_ACTIVITY_: Condense the paragraph of the comment on price-based allocation that begins "Fleshing out how this might play out" into a brief bulleted list that keeps its main facts.

Comment author: badger 10 December 2014 07:35:24PM 7 points [-]

My intuition is every good allocation system will use prices somewhere, whether the users see them or not. The main perk of the story's economy is getting things you need without having to explicitly decide to buy them (ie the down-on-his-luck guy unexpectedly gifted his favorite coffee), and that could be implemented through individual AI agents rather than a central AI.

Fleshing out how this might play out, if I'm feeling sick, my AI agent notices and broadcasts a bid for hot soup. The agents of people nearby respond with offers. The lowest offer might come from someone already in a soup shop who lives next door to me since they'll hardly have to go out of their way. Their agent would notify them to buy something extra and deliver it to me. Once the task is fulfilled, my agent would send the agreed-upon payment. As long as the agents are well-calibrated to our needs and costs, it'd feel like a great gift even if there are auctions and payments behind the scenes.

Saved entries
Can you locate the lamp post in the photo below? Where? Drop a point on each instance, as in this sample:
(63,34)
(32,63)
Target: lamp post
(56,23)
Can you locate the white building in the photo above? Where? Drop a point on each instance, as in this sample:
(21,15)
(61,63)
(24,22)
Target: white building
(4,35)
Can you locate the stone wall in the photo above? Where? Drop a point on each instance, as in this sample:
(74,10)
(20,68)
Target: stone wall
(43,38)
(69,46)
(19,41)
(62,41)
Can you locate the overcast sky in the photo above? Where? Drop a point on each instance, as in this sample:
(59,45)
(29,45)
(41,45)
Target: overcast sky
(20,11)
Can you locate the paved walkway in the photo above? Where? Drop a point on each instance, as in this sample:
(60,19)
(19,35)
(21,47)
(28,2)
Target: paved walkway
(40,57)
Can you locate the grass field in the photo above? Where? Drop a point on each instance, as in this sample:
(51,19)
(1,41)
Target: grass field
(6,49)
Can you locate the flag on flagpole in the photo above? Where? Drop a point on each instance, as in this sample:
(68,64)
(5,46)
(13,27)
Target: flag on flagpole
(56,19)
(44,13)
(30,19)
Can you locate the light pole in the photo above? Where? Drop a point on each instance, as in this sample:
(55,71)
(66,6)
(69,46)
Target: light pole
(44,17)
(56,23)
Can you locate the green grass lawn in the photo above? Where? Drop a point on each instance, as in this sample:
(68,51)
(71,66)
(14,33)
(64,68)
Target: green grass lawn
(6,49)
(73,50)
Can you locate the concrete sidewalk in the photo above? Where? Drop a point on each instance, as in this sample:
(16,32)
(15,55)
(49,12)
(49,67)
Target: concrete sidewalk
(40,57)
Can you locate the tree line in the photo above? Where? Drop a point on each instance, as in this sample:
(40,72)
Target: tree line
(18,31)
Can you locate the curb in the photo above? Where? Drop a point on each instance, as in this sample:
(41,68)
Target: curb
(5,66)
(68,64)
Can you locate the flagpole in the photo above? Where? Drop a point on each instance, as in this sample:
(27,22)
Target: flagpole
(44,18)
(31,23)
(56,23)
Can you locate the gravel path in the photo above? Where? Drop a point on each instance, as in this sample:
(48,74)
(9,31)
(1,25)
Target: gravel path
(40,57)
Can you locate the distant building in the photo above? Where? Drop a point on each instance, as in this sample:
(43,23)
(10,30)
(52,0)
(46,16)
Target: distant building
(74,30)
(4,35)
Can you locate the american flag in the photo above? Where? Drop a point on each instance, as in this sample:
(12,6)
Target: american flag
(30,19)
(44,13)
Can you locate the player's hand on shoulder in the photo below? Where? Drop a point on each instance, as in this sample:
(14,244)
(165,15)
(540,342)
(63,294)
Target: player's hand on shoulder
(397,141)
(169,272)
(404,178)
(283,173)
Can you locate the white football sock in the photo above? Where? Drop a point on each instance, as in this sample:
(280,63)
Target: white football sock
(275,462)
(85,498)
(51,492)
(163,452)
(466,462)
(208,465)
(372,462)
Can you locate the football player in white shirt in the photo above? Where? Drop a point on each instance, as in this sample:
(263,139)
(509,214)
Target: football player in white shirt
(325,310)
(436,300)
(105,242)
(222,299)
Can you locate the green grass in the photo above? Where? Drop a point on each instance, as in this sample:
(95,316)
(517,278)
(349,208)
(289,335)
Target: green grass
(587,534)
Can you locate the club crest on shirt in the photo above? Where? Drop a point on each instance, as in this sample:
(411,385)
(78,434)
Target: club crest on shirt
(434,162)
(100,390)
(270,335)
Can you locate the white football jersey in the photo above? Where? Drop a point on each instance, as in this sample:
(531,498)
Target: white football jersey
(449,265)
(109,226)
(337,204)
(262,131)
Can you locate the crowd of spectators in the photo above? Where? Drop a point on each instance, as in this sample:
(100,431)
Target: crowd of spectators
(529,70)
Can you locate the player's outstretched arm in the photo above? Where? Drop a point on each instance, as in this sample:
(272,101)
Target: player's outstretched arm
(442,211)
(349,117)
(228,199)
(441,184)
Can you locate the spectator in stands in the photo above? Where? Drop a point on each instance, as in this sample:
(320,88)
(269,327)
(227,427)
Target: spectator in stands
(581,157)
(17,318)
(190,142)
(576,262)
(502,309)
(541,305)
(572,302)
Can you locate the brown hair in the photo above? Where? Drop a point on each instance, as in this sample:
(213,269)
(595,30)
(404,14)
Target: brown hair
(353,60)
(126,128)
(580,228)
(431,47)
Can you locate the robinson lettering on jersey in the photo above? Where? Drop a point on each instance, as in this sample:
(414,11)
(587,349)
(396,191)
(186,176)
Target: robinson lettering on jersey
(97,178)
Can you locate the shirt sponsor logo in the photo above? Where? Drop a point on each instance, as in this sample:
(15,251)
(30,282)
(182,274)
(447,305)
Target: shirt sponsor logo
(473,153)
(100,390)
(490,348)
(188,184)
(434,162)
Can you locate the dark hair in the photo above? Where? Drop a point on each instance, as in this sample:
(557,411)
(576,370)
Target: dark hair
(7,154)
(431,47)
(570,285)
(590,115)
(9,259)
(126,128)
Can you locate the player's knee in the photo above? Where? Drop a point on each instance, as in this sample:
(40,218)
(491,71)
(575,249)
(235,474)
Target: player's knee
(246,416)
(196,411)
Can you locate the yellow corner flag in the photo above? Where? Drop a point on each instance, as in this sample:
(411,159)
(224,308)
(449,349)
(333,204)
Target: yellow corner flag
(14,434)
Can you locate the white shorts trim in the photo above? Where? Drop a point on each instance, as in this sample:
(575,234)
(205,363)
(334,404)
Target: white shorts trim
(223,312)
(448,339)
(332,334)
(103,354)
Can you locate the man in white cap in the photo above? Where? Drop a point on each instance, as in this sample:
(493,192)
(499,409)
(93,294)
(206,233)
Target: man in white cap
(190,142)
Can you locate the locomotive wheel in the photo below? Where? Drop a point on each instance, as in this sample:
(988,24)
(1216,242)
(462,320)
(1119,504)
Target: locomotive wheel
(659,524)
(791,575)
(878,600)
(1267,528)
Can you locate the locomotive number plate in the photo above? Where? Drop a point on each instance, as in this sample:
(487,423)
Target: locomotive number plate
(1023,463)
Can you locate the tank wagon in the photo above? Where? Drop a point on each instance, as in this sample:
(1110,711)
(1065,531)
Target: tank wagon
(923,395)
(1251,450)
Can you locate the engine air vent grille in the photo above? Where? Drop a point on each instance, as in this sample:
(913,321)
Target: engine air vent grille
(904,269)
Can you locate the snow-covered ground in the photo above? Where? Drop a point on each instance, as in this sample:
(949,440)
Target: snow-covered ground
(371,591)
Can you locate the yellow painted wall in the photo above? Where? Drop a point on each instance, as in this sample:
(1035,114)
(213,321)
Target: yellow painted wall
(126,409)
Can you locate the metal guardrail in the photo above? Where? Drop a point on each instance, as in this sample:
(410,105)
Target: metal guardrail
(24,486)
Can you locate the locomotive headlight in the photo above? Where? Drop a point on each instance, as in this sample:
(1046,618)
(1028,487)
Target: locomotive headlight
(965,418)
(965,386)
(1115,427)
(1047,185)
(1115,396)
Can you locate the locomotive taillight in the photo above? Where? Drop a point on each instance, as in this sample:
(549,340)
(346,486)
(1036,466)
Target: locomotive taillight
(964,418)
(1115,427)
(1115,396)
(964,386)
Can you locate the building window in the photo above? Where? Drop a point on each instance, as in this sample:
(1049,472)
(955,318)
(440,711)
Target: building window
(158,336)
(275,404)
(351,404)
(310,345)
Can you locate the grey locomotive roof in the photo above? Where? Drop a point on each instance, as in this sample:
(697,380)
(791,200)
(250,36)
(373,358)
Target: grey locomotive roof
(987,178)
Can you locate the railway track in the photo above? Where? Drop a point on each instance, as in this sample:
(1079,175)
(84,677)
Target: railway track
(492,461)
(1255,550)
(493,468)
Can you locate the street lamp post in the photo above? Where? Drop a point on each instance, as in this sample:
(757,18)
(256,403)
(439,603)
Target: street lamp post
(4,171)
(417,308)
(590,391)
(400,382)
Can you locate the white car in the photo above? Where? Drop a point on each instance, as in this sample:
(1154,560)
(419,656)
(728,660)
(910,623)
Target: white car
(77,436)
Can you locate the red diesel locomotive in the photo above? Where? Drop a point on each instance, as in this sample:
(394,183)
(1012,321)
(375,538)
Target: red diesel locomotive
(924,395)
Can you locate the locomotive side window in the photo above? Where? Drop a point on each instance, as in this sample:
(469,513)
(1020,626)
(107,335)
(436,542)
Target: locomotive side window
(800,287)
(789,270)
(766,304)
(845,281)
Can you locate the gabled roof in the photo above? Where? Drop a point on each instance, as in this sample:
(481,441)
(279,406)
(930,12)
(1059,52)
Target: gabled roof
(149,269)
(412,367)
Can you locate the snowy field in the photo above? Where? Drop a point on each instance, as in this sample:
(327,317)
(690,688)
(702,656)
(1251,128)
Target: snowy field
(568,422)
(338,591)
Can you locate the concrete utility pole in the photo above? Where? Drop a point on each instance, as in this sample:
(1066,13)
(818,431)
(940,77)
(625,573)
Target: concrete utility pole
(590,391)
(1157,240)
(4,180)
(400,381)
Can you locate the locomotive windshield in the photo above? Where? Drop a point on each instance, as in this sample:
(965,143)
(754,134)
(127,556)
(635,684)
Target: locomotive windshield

_RESPONSE TO THE EXERCISE_:
- When the user feels sick, their AI agent notices and broadcasts a bid for hot soup.
- Agents of people nearby respond with offers.
- The lowest offer might come from a next-door neighbor who is already in a soup shop, since they would hardly have to go out of their way.
- That neighbor's agent notifies them to buy something extra and deliver it.
- Once the task is fulfilled, the user's agent sends the agreed-upon payment.
- If the agents are well calibrated to people's needs and costs, this would feel like a great gift, even with auctions and payments happening behind the scenes.